→ Action item: For the word "road", tally the lines of the data that contain it and give the tally alone.

→ Dataset content:
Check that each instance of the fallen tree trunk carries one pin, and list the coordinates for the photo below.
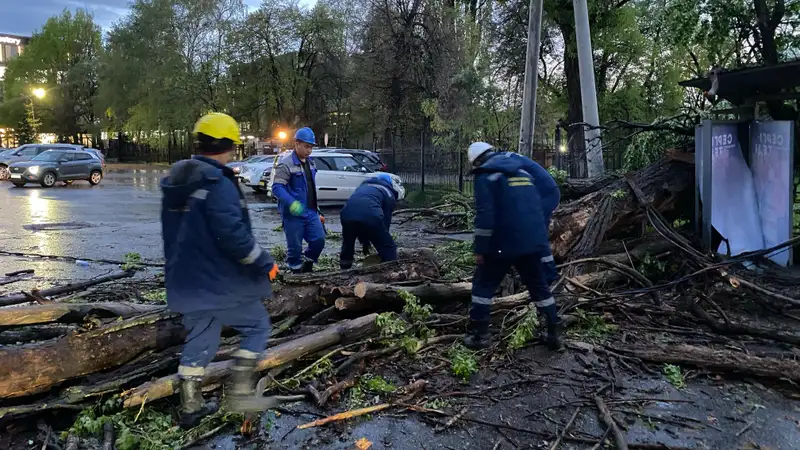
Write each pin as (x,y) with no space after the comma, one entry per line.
(71,312)
(718,360)
(373,296)
(579,227)
(24,298)
(276,356)
(35,333)
(309,294)
(36,368)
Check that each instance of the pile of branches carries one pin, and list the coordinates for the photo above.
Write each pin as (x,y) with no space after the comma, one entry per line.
(62,351)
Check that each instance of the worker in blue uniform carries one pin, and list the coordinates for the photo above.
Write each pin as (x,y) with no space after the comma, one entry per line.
(296,190)
(546,186)
(509,232)
(367,216)
(216,274)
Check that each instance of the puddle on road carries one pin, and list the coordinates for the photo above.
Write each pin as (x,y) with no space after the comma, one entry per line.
(57,226)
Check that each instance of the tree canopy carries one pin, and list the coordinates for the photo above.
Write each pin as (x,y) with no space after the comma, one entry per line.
(382,71)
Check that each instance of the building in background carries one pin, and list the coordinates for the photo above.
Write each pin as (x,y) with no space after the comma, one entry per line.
(10,47)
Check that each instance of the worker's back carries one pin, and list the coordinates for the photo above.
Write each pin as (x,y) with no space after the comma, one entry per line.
(508,203)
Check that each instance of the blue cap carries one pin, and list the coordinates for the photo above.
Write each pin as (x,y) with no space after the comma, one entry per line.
(306,135)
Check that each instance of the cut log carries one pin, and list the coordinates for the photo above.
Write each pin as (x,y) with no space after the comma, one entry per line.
(23,298)
(35,333)
(276,356)
(368,296)
(718,360)
(307,295)
(71,312)
(36,368)
(578,227)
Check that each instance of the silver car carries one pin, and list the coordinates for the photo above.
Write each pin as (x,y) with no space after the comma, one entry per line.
(26,152)
(65,165)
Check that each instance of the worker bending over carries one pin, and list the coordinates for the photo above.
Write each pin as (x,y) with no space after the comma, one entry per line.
(216,274)
(509,232)
(546,186)
(296,191)
(367,216)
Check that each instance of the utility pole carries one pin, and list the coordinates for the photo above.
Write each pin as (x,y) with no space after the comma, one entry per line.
(594,147)
(531,78)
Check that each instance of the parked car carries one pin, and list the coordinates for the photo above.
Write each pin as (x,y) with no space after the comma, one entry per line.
(338,176)
(28,151)
(368,159)
(250,173)
(237,165)
(50,166)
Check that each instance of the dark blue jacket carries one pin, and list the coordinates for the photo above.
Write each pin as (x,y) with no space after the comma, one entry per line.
(545,184)
(508,214)
(374,199)
(212,259)
(290,182)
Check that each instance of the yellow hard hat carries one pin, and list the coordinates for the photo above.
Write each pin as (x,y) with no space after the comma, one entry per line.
(218,126)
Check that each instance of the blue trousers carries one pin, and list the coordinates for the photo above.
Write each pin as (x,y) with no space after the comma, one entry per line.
(551,273)
(251,320)
(303,228)
(490,274)
(369,231)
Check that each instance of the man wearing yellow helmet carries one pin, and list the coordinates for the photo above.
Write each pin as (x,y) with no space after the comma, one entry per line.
(216,274)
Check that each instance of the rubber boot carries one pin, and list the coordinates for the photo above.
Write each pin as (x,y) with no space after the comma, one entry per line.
(478,336)
(242,397)
(552,337)
(193,408)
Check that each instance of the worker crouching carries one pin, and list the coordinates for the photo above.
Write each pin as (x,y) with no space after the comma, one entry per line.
(510,232)
(216,274)
(295,188)
(367,216)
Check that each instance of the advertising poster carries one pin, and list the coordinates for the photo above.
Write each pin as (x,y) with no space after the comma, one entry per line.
(771,164)
(734,208)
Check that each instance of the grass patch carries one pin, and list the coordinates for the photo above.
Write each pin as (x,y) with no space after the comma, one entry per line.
(458,259)
(156,296)
(463,362)
(150,428)
(674,375)
(591,327)
(525,330)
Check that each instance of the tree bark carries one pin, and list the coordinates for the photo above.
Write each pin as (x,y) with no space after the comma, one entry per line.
(37,368)
(71,312)
(276,356)
(372,296)
(718,360)
(579,227)
(24,298)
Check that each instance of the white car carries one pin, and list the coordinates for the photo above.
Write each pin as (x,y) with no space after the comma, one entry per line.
(339,175)
(250,173)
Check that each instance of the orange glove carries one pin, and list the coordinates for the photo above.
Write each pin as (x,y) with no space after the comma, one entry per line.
(273,273)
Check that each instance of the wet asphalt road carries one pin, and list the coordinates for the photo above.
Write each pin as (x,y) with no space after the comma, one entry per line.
(119,216)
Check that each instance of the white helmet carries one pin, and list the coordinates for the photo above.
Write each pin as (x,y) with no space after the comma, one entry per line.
(477,149)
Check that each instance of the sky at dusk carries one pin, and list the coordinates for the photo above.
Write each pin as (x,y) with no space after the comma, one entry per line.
(23,17)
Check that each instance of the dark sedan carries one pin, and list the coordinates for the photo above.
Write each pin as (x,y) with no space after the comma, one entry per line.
(57,165)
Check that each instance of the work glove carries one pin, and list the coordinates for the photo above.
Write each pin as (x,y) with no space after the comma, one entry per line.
(273,273)
(297,208)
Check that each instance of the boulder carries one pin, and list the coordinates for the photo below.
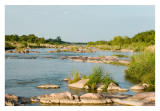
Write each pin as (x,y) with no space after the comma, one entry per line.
(48,86)
(13,100)
(80,84)
(57,98)
(93,98)
(128,102)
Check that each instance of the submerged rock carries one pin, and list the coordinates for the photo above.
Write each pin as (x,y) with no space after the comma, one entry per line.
(13,100)
(93,98)
(48,86)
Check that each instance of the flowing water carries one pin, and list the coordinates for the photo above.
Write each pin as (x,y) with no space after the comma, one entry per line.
(24,72)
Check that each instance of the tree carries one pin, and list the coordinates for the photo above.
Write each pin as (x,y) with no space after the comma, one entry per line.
(58,39)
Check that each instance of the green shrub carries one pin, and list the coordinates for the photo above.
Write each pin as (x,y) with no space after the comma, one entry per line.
(8,46)
(75,76)
(107,80)
(119,55)
(142,68)
(95,77)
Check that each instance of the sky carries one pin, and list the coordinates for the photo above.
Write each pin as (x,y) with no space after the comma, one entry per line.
(78,23)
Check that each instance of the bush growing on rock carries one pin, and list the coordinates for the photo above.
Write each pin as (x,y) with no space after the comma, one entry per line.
(98,77)
(142,68)
(75,76)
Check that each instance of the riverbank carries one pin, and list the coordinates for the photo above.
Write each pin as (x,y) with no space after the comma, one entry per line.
(66,98)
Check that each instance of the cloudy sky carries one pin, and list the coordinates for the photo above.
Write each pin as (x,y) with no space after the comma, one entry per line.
(79,23)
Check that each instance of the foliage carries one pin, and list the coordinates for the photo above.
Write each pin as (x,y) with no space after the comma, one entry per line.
(8,46)
(118,63)
(107,80)
(97,76)
(137,43)
(142,68)
(120,55)
(75,76)
(31,38)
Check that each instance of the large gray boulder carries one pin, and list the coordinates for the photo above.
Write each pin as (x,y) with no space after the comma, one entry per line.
(93,98)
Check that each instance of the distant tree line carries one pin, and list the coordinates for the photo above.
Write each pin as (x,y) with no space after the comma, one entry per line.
(147,37)
(31,38)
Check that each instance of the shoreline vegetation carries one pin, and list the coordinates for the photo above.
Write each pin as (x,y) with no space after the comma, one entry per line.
(136,43)
(140,69)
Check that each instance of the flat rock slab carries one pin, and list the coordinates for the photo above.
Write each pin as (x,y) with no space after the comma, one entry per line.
(48,86)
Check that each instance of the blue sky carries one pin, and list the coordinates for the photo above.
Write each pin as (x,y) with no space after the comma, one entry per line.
(79,23)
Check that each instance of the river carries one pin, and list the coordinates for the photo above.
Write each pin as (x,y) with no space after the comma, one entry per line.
(24,72)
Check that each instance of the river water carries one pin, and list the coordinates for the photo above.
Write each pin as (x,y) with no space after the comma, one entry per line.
(24,72)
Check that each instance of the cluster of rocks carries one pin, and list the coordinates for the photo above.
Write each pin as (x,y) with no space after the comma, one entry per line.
(48,86)
(103,59)
(23,51)
(140,99)
(81,84)
(73,49)
(13,100)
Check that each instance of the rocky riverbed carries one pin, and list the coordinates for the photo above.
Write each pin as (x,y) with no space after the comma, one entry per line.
(100,59)
(66,98)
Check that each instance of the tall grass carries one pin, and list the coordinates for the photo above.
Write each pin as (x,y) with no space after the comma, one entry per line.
(97,76)
(142,68)
(107,80)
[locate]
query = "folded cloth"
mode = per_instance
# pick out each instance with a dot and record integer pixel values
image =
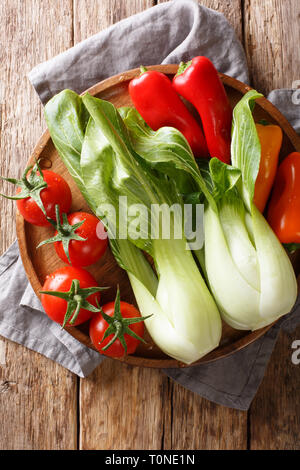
(182, 29)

→ Finished task: 2